Reproduce everything from the start of the data entries down to the line containing "Provide the mask of the tree", both ends included. Leave the pictures out of your copy.

Data entries:

——

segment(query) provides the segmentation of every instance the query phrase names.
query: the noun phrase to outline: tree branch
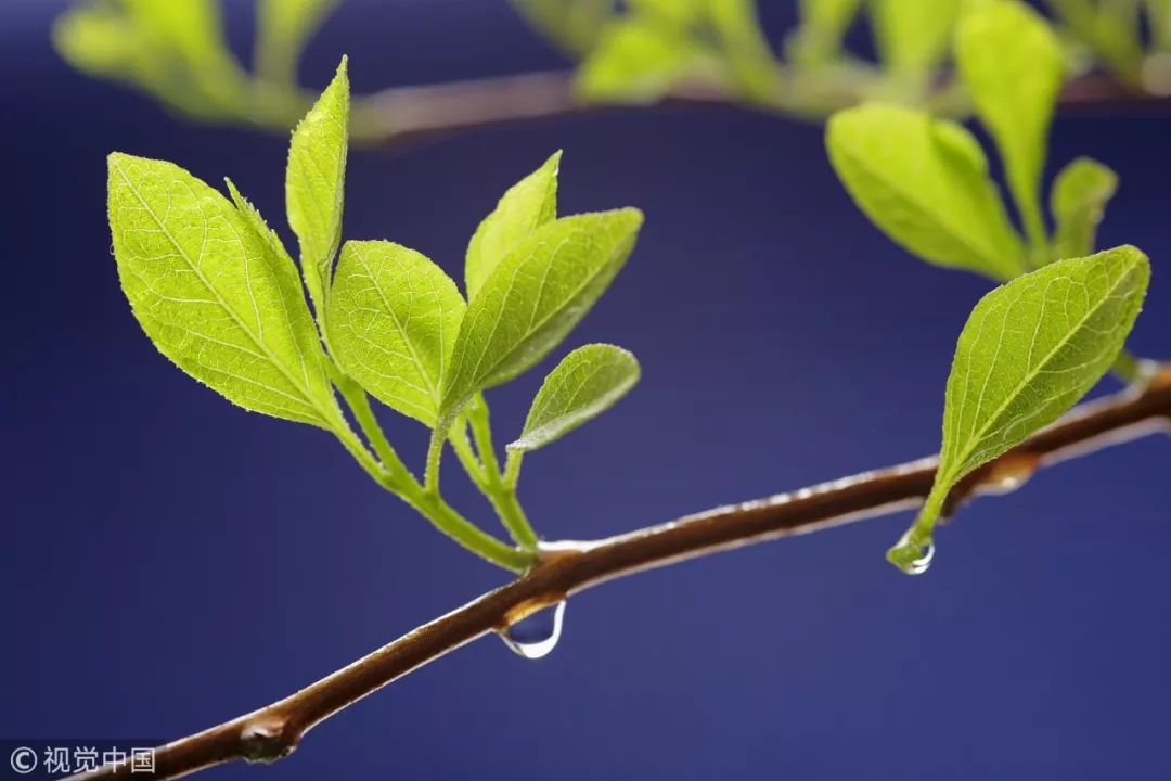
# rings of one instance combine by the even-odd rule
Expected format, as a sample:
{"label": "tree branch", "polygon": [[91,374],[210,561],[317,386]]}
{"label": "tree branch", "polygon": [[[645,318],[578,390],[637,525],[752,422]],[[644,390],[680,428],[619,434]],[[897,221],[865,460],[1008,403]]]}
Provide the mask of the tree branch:
{"label": "tree branch", "polygon": [[[808,81],[812,83],[797,80],[778,89],[776,96],[766,103],[730,95],[719,85],[704,82],[676,87],[655,103],[587,103],[577,97],[573,74],[566,71],[395,87],[355,101],[351,135],[355,141],[385,143],[468,128],[663,104],[739,105],[816,117],[865,100],[874,83],[874,78],[860,78],[855,73]],[[945,114],[965,114],[967,98],[953,87],[944,85],[937,91],[937,108]],[[1166,110],[1171,109],[1171,96],[1144,93],[1103,74],[1087,74],[1066,84],[1061,104],[1076,110]]]}
{"label": "tree branch", "polygon": [[[964,479],[950,509],[982,493],[1018,487],[1036,468],[1155,431],[1171,431],[1171,365],[1142,388],[1083,404],[1053,426]],[[404,635],[280,701],[166,744],[156,774],[105,766],[81,779],[176,779],[238,759],[274,761],[314,726],[396,678],[465,643],[598,583],[721,550],[878,518],[913,507],[931,489],[936,459],[863,472],[792,493],[719,507],[670,523],[595,542],[543,548],[541,562],[518,580]]]}

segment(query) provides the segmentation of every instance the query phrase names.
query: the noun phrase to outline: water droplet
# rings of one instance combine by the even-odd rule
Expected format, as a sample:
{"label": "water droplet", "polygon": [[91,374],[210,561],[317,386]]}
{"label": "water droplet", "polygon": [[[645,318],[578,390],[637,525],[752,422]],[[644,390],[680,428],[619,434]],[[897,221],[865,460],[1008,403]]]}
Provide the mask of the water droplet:
{"label": "water droplet", "polygon": [[927,571],[934,557],[936,543],[930,537],[925,542],[903,537],[897,546],[886,552],[886,561],[906,575],[922,575]]}
{"label": "water droplet", "polygon": [[981,493],[1006,494],[1028,482],[1036,472],[1040,459],[1036,455],[1004,457],[992,465],[992,471],[980,485]]}
{"label": "water droplet", "polygon": [[505,645],[526,659],[548,656],[561,639],[561,624],[566,616],[566,602],[542,608],[502,629],[498,633]]}

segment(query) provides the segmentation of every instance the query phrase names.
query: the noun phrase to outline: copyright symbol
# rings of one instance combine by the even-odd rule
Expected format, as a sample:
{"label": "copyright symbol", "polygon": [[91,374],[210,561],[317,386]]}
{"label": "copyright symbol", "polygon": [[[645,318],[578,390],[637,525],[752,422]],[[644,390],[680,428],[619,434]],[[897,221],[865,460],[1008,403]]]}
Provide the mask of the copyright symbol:
{"label": "copyright symbol", "polygon": [[8,763],[16,774],[28,775],[36,769],[36,752],[28,746],[21,746],[13,751]]}

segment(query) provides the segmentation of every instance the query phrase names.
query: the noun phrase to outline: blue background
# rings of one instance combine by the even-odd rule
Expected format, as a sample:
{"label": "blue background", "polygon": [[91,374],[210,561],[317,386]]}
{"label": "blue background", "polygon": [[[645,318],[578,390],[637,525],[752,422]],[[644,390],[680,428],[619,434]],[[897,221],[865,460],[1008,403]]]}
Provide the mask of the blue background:
{"label": "blue background", "polygon": [[[246,41],[251,4],[231,5]],[[155,351],[107,251],[107,152],[231,174],[288,238],[285,141],[178,122],[73,73],[47,41],[61,7],[0,6],[0,735],[173,738],[502,576],[322,432],[245,413]],[[502,0],[349,0],[311,44],[307,83],[343,52],[357,91],[562,66]],[[1086,153],[1121,173],[1102,239],[1151,254],[1132,345],[1163,356],[1169,122],[1063,116],[1050,159]],[[557,148],[563,213],[648,217],[566,349],[619,342],[644,379],[529,459],[522,498],[545,536],[609,535],[937,448],[954,338],[986,286],[872,228],[817,126],[670,108],[356,151],[345,235],[392,238],[459,276],[479,219]],[[489,396],[500,437],[541,374]],[[385,423],[418,466],[422,429]],[[1171,777],[1169,453],[1149,438],[977,502],[922,578],[883,560],[903,515],[590,591],[543,660],[481,640],[319,727],[288,761],[206,777]],[[453,502],[491,523],[447,474]]]}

——

▶ THE REPLY:
segment(query) provides the segmentation of every instance the query phrase names.
query: the noun phrase to outline: tree branch
# rings of one instance combine by the even-odd rule
Expected format, as a sample:
{"label": "tree branch", "polygon": [[91,374],[210,561],[317,386]]}
{"label": "tree branch", "polygon": [[[645,318],[578,390],[637,525],[752,422]],[[644,390],[680,428],[619,434]],[[897,221],[865,460],[1008,403]]]}
Provide the mask of the tree branch:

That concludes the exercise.